BEGIN Study material
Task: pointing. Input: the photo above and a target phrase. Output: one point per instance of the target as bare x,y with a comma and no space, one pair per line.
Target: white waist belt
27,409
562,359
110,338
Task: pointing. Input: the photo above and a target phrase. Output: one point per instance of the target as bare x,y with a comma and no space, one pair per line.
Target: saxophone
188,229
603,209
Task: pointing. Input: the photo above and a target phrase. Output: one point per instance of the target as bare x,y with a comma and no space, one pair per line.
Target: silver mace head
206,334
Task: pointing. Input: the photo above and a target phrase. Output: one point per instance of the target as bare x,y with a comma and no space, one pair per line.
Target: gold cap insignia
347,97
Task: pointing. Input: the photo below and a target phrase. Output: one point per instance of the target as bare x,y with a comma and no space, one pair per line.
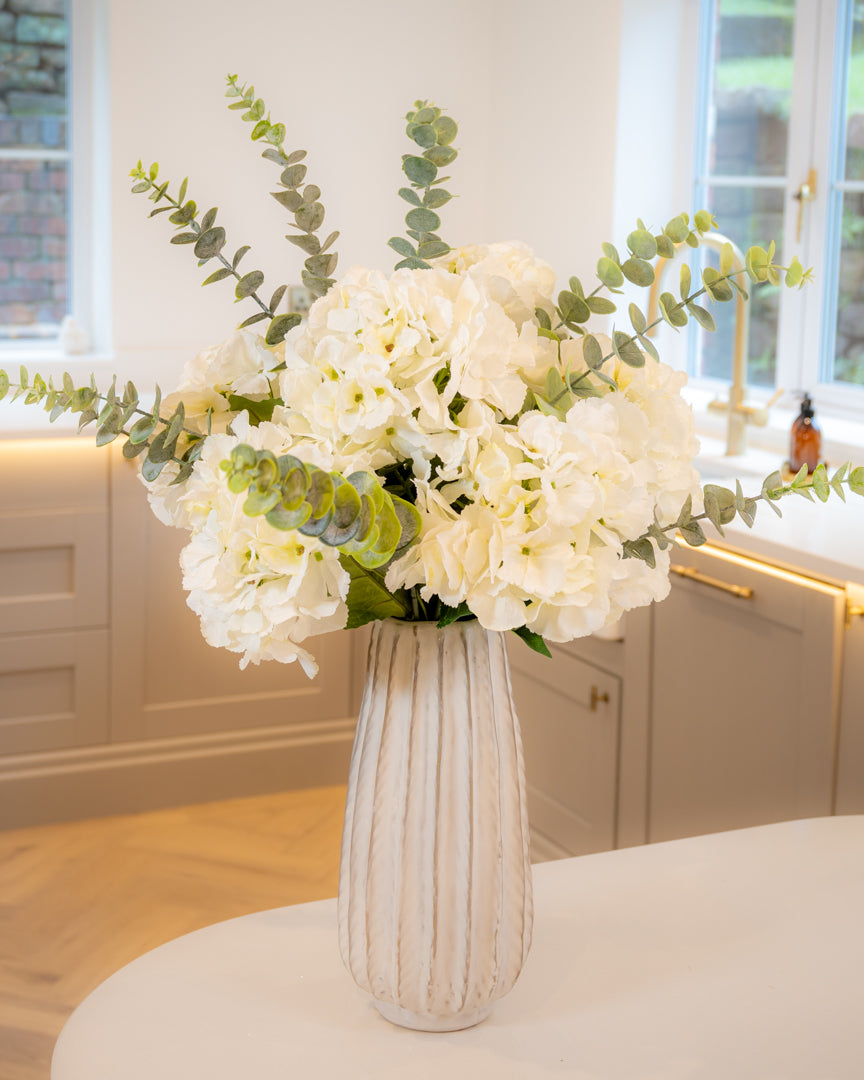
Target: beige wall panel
53,690
53,569
57,473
END Study material
■ **About this exercise**:
Exact duplicates of all the entries are required, and no image may appear in them.

■ **Expected answer**:
Task: pointing. Input: the photo above and a target phrase. Output: one point per instance of the target as bare x,y with a comma and no space, one pair per line.
Target: white waist belt
27,409
562,359
110,338
Task: pointing. Input: the photo above and a target phrase. Output: one point per instance of the target as bare x,y with a comma and no space, one pair per line.
Target: saxophone
188,229
603,209
Task: pointing. Input: the photo above and a target phrase. Output: one point per instance of the target as bare x,y with a comma and no space, one pair per line.
Target: silver mace head
206,334
Task: pointing. Input: the photo above and a target phrase. Output: one point per instance of the target as bare x,y with a comma and no space, one pair per line.
Target: gold cap insignia
347,97
Task: pointing. Input: the photo below and a target phrase. Output: one point per instance of the target as bare x,y with a comma and no space, one pair per line.
Target: beige wall panel
53,690
53,569
57,473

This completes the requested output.